**Written exercise A:**
Find each line of the listing that contains the word "flower" and copy it.

**Source text:**
begin
When training the machine learning algorithm for this project, the iterative process of training polygon selection followed by running of the classifier and using a Google Earth image to confirm classification accuracy was adopted.⁴² For land classification studies, random forest classifiers have been utilized often and was therefore selected for this study.^43,44 Random forest classifiers consist of various decision trees and adopt a majority vote approach for allocating classifications.⁴⁵ The decision tree number for the random forest classifier was defined as the first peak, all other adjustable parameters were set to default. The first peak being the first number of decision trees which is followed by two consecutive decreases in the classifier's overall accuracy. As part of the classifier's accuracy assessment, producer, consumer, overall and kappa accuracies were calculated.
end
**Written exercise B:**
Rewrite everything in the random forest passage from "When training the" down to "accuracies were calculated.", putting "plurality vote" in place of "majority vote".

**Supplied material:**
begin
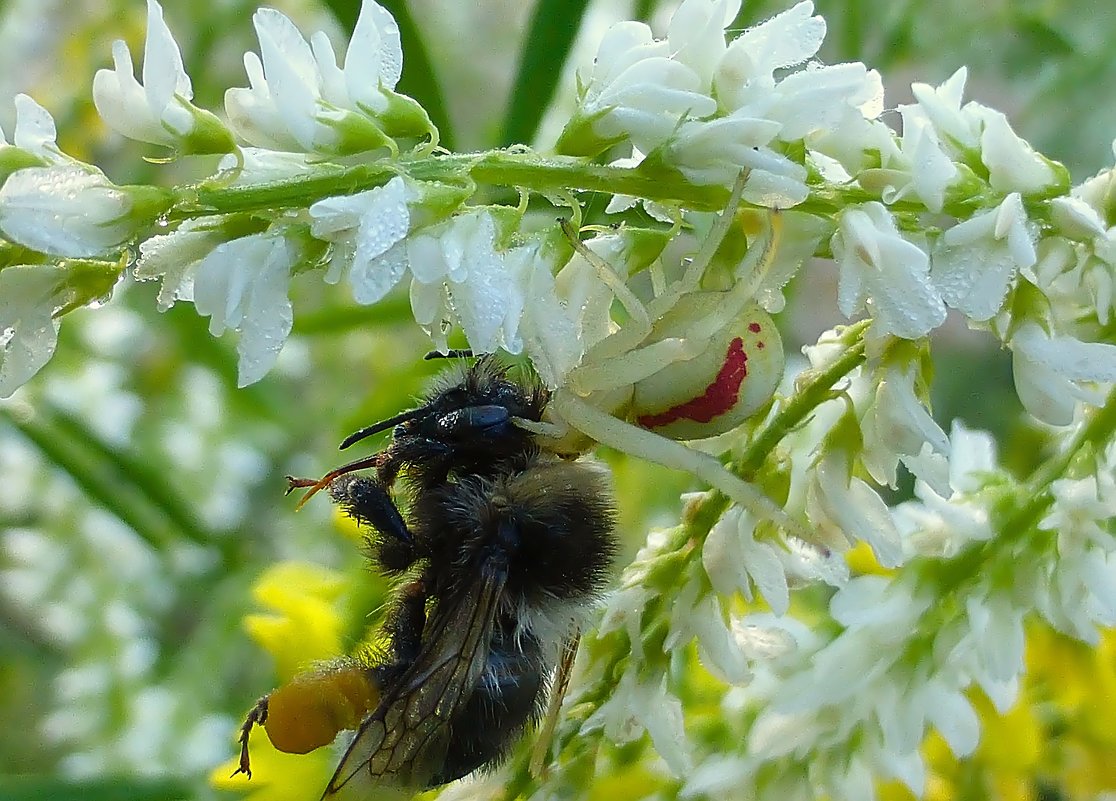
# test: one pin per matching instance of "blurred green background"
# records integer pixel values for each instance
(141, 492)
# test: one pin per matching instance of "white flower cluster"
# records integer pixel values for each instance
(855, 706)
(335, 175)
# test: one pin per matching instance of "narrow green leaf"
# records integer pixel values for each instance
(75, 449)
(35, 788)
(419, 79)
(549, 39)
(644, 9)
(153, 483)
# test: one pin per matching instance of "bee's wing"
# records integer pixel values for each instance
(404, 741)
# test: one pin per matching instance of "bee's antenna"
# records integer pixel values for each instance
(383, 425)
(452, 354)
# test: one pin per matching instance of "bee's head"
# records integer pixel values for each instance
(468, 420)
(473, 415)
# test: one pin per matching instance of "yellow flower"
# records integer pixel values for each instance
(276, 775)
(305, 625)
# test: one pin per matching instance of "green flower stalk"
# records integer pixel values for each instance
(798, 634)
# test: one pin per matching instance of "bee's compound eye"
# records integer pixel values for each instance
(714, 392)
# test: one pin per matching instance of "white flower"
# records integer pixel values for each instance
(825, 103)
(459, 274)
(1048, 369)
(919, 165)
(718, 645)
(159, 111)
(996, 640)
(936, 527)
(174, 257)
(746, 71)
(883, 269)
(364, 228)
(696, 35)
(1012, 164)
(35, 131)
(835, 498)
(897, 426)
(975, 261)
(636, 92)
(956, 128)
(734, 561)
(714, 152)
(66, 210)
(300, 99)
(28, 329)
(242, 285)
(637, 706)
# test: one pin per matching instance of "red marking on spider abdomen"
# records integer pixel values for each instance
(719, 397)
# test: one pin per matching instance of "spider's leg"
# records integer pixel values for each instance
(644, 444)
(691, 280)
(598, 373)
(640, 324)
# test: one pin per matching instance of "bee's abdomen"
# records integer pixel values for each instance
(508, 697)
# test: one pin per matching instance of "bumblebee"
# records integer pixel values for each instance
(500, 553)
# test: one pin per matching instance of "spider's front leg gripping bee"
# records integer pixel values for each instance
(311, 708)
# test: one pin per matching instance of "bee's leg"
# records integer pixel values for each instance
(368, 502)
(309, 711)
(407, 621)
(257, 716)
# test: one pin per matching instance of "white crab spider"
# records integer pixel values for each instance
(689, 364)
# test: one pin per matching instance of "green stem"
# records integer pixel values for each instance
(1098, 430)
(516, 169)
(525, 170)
end
**Result A:**
# test: one pin per matching instance of "white flower cluster"
# test: one pin per matching instance of "yellow flower"
# test: one pin per matching instance of "green flower stalk"
# test: one pin per matching instance of "white flower"

**Result B:**
When training the machine learning algorithm for this project, the iterative process of training polygon selection followed by running of the classifier and using a Google Earth image to confirm classification accuracy was adopted.⁴² For land classification studies, random forest classifiers have been utilized often and was therefore selected for this study.^43,44 Random forest classifiers consist of various decision trees and adopt a plurality vote approach for allocating classifications.⁴⁵ The decision tree number for the random forest classifier was defined as the first peak, all other adjustable parameters were set to default. The first peak being the first number of decision trees which is followed by two consecutive decreases in the classifier's overall accuracy. As part of the classifier's accuracy assessment, producer, consumer, overall and kappa accuracies were calculated.